*** Records supplied

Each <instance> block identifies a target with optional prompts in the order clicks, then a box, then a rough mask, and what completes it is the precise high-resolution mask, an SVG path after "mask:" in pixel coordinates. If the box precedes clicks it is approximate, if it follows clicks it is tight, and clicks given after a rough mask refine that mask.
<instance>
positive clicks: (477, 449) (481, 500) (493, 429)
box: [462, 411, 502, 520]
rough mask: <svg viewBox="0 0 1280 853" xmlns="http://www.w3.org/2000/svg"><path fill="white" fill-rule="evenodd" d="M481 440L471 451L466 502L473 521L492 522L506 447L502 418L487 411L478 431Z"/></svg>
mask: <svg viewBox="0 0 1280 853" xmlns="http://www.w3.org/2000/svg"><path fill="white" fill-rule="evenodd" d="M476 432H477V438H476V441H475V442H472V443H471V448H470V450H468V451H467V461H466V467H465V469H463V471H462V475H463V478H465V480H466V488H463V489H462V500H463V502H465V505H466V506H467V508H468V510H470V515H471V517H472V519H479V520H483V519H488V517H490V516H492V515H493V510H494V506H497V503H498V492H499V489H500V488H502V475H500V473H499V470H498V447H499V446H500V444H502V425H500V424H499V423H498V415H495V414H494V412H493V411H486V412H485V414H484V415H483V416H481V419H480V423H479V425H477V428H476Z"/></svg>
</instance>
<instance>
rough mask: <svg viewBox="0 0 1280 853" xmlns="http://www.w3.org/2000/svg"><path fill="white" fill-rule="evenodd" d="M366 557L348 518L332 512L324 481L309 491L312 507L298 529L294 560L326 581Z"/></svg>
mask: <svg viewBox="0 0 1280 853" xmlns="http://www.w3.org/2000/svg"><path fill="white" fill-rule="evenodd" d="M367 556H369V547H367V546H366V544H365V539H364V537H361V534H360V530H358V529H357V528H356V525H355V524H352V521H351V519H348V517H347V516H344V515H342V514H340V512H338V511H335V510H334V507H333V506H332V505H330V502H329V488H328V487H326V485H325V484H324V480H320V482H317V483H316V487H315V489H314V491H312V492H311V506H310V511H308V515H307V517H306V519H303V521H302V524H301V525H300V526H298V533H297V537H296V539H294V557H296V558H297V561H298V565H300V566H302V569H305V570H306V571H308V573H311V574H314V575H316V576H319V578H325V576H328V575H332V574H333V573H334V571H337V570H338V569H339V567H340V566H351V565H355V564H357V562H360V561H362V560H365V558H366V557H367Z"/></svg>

******

» **Exercise aim**: Given the word "clicks", show every line of the records that contains it.

» **Result for this exercise**:
Each <instance> block identifies a target with optional prompts in the order clicks, then a box, then a rough mask, and what completes it is the precise high-resolution mask, an SVG path after "mask:" in pixel coordinates. If the box precedes clicks it is approximate, if it follows clicks it is tight, and clicks given after a rough mask refine that mask.
positive clicks: (477, 449) (481, 500) (493, 429)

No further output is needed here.